## INPUT DATA
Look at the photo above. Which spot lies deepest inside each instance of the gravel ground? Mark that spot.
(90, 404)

---

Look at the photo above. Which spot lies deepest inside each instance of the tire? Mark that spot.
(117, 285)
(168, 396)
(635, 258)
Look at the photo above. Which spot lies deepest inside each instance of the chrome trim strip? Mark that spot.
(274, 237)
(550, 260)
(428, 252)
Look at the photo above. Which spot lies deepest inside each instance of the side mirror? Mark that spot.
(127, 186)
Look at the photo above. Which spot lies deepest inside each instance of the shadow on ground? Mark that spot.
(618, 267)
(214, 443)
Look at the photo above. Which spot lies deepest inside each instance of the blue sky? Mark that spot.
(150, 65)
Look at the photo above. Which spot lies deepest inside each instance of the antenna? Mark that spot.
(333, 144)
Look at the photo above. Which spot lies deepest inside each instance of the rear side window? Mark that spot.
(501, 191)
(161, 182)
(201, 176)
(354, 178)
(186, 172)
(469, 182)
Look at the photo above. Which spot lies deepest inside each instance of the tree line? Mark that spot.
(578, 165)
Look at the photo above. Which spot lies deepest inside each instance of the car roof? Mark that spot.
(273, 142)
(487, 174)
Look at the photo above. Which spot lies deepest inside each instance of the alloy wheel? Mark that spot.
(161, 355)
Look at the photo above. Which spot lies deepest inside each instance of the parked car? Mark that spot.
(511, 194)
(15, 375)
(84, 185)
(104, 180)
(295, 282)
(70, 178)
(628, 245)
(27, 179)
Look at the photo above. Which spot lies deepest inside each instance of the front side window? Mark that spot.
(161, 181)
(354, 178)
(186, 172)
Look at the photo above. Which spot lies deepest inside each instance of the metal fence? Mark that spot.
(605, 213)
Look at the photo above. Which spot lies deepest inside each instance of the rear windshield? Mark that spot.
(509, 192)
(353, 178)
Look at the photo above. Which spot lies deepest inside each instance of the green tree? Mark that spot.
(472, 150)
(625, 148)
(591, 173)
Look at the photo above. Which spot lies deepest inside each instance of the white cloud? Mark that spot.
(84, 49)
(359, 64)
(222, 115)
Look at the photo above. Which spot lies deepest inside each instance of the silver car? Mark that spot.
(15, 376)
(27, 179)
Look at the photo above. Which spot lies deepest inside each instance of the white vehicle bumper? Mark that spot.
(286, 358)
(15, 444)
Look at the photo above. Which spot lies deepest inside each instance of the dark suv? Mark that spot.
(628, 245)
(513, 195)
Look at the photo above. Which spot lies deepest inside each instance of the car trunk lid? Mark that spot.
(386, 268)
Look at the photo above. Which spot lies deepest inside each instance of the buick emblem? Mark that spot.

==

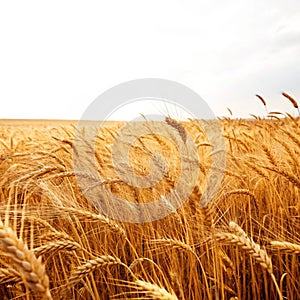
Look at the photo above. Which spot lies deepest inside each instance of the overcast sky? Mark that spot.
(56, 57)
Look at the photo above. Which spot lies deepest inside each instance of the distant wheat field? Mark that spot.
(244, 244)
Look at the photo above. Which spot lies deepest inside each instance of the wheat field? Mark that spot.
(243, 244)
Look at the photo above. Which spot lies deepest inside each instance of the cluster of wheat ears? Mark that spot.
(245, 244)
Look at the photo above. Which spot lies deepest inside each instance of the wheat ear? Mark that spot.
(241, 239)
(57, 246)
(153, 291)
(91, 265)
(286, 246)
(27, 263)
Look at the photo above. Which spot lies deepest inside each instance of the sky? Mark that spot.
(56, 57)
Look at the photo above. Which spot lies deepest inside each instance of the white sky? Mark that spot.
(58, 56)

## GOAL
Tally the lines in the records that contain the string "tree", where case must match. Reply with the number alone.

## IN RESPONSE
2